DOCUMENT EXCERPT:
--------

View Full Version : NYS Maple Tour Registration Information

Stephen Childs
07-30-2009, 01:23 PM
Tour Registration Form is available at Cornellmaple.com or nysmaple.com
2009 NYS Maple Tour-September 27-29
Tour locations

The North Country School
Since it was first established in the mid-1930s, North Country School has been engaging middle school-aged students in outdoor education and outdoor work. For almost as long, the school’s students have made their own maple syrup. Recently, the school partnered with long-term neighbor and professional syrup maker, Tony Corwin of South Meadow Farm Maple Sugarworks, to make better use of its maple resources. Today, the school maintains two operations. The first, managed by students and teachers, includes approximately 500 bucket taps with a wood-fired boiler. The second includes a modern, automated operation in which sap from approximately 4,000 trees is collected and transported across Rt. 73 for processing in Tony’s sugarhouse. The school is currently thinning a newly acquired forest for Tony to begin tapping. Participants will be able to see these developments in action.

The Uihlein Forest
Cornell University has conducted research and extension for the maple industry at the Uihlein Forest for more than 40 years. Situated on 200 acres just outside the village of Lake Placid, there are 5,000 taps on vacuum and 20 “sweet trees” that are tested each year with buckets. A new visitors center was built in 2008 and includes taphole maple lumber that came from trees harvested on the property in 2006. The sugarbush has been intensively managed for more than 40 years and contains several research projects, as well as ginseng, mushroom and beech-herbicide research/demonstration trials. Cornell also owns a seven-acre field in Lake Placid that was planted to sweet trees in 1982 by Lew Staats. This orchard was used to test the offspring of the original 53 sweet trees identified by the U.S. Forest Service in the 1960s. Recently, a community garden was also established on the site, and contains 27 16-foot by 16-foot garden plots for residents of Lake Placid to grow fruits and vegetables.

Heaven Hill Farm
Heaven Hill Farm is located adjacent to the Uihlein Forest and is the original home of Henry Uihlein. It is now under the careful stewardship of the Henry II and Mildred A. Uihlein Foundation, which has taken great strides over the past several years to turn the property into a community asset. Its efforts have included working with Lake Placid Mayor Jamie Rogers, Cornell University and students from Northwood School to renovate the old sugarhouse and make it operable once again. The old open-top evaporator was removed and a new 2.5 x 8 wood-fired arch was installed in March 2008. They now operate approximately 100 buckets and 300 taps on gravity-based tubing. The students have also collaborated on several research projects, with Heaven Hill serving as the test site for sugarbush thinning trials, timing of tapping research and correlating taphole closure rates with sap production. Heaven Hill Farms also lives up to its name and offers the best views in the Adirondacks, so be sure to bring your camera.

--------

DATASET EXTRACT:

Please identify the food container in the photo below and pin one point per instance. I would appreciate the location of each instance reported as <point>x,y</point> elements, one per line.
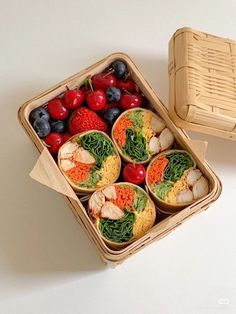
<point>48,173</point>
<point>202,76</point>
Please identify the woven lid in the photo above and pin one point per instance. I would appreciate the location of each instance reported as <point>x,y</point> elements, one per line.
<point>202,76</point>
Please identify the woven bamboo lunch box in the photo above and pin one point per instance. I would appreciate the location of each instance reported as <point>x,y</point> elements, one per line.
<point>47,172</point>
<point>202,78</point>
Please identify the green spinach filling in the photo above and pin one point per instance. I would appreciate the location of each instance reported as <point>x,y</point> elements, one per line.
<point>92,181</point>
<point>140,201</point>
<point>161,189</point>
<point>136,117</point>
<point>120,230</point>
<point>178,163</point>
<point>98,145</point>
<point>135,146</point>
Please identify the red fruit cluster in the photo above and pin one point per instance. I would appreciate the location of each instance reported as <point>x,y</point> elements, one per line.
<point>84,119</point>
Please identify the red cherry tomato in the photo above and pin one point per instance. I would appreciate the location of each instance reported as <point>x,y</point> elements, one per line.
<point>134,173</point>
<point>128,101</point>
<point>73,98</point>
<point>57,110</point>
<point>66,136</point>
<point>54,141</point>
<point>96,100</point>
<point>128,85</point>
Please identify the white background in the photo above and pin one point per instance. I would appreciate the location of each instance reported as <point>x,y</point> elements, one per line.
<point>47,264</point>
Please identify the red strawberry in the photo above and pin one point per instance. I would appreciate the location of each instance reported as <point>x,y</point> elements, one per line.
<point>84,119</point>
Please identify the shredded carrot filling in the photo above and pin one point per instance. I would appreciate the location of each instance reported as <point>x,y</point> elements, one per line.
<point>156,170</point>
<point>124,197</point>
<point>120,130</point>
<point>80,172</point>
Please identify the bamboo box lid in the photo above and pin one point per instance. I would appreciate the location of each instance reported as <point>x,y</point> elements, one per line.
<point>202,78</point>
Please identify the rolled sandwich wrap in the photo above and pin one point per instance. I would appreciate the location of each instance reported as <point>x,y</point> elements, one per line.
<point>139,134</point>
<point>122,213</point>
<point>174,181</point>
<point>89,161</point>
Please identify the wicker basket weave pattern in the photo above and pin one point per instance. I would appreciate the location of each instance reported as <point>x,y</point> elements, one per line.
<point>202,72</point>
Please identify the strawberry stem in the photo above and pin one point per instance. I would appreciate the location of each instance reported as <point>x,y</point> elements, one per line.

--------

Summarize the 2009 NYS Maple Tour post in three sentences.

The 2009 NYS Maple Tour runs September 27–29, and its registration form is available at Cornellmaple.com or nysmaple.com. One tour stop is the North Country School, whose students have long made their own maple syrup and which now maintains both a bucket operation run by students and teachers and an automated operation whose sap is processed in a neighbor's sugarhouse. Participants will also visit Cornell University's Uihlein Forest, a research site near Lake Placid with 5,000 taps on vacuum, and the adjacent Heaven Hill Farm, where the old sugarhouse was renovated and students have collaborated on research projects.